Stated problem »
Extract the whole listing as it stands. Do not include the pictures.
+===+
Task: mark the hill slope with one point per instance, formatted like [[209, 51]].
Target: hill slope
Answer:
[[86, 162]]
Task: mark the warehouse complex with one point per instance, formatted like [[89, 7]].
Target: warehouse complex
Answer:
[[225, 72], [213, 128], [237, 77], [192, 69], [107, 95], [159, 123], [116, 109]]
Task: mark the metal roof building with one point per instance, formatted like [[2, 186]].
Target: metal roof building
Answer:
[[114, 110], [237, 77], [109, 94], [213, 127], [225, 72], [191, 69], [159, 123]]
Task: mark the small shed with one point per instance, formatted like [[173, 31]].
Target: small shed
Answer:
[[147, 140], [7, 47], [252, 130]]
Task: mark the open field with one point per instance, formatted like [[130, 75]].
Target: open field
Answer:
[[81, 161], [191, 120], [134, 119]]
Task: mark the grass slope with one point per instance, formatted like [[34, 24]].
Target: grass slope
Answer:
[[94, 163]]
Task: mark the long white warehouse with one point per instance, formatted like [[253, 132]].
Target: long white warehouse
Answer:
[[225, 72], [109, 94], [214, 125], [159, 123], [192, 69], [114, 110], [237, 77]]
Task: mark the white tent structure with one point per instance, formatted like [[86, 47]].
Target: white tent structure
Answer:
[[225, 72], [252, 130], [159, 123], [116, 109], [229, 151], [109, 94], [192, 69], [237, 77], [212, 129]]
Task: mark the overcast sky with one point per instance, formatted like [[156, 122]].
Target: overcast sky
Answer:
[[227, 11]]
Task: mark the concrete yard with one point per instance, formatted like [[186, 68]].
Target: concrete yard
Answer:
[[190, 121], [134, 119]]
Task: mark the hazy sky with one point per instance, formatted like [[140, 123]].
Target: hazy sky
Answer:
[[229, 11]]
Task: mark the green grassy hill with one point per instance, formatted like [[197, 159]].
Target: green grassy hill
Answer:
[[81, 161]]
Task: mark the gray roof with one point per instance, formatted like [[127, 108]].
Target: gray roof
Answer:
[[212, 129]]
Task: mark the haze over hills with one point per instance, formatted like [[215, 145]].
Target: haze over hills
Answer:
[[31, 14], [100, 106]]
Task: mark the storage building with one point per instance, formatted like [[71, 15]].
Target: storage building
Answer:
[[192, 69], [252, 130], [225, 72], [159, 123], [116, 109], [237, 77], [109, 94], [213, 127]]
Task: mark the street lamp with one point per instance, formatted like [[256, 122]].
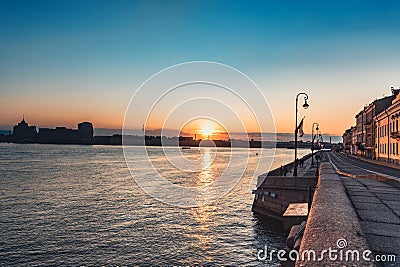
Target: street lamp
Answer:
[[312, 142], [305, 106]]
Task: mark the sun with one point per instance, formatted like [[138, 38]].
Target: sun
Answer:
[[207, 130]]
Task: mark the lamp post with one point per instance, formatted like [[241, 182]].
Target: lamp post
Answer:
[[312, 142], [305, 106]]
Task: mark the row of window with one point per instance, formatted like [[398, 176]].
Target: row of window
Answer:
+===+
Problem solution »
Task: mark the hill slope with one point per instance, formatted like [[209, 51]].
Target: hill slope
Answer:
[[86, 162]]
Task: mark the warehouse complex with one point per instance, formatted like [[89, 7]].
Target: warehouse complex
Answer:
[[225, 72], [213, 128], [237, 77], [192, 69], [107, 95], [159, 123], [116, 109]]
Task: mark the metal roof building with one point per instance, formatted like [[2, 186]].
Target: metal roof building
Answer:
[[114, 110], [237, 77], [109, 94], [213, 127], [225, 72], [191, 69], [159, 123]]
Task: mark the small shed with one point per instance, formatted like [[173, 31]].
Target: small shed
Answer:
[[147, 140], [7, 47], [252, 130]]
Task: mark the open field with one point per instance, formatted like [[130, 75]].
Target: open field
Answer:
[[81, 161], [191, 120], [134, 119]]
Task: mark the grass slope with one point per instance, formatted like [[34, 24]].
Target: grass slope
Answer:
[[94, 163]]
Task: mark the long white warehouse with one point per instance, formatted like [[253, 132]].
Target: long white warehouse
Answer:
[[225, 72], [109, 94], [214, 125], [159, 123], [192, 69], [114, 110], [237, 77]]
Task: mark the white tent structure with one point per instance, formatted like [[86, 47]].
Target: white tent structure
Answer:
[[225, 72], [252, 130], [159, 123], [116, 109], [229, 151], [109, 94], [192, 69], [237, 77], [212, 129]]
Task: mark the overcast sky with one point per instance, formatted like [[156, 122]].
Target: overcast sky
Answer:
[[227, 11]]
Task: mark the concrete yard with one point per instance, formatted like [[186, 68]].
Target: concrete yard
Answer:
[[190, 121], [134, 119]]
Task: mark the hazy sky with one point per instance, formatted like [[140, 123]].
Target: hazy sky
Answer:
[[229, 11]]
Task: mark the green grassy hill with one point per instance, formatted like [[197, 159]].
Target: green grassy hill
Answer:
[[81, 161]]
Task: mark the gray roof with one point per instance, formatted like [[127, 108]].
Target: gray roof
Answer:
[[212, 129]]
Task: mark the haze over hills with one point per instance, formatted like [[215, 145]].
Target: haze over hills
Answer:
[[31, 14], [100, 106]]
Task: mark the storage building with one point per instance, formatted like [[71, 15]].
Target: storage building
Answer:
[[192, 69], [252, 130], [225, 72], [159, 123], [116, 109], [237, 77], [109, 94], [213, 127]]
Task: mark the street lamp with one point per instance, formatted like [[256, 122]].
Target: street lamp
Answer:
[[312, 142], [305, 106]]
Task: mark the sun with one point per instance, formatted like [[138, 38]].
Target: sun
Answer:
[[207, 130]]
Task: mark the lamp post with one point per instance, formatted like [[241, 182]].
Target: lamp post
Answer:
[[312, 142], [305, 106]]
Task: mark the row of window with one point per instance, formatted like [[398, 176]].
Target: row of window
Answer:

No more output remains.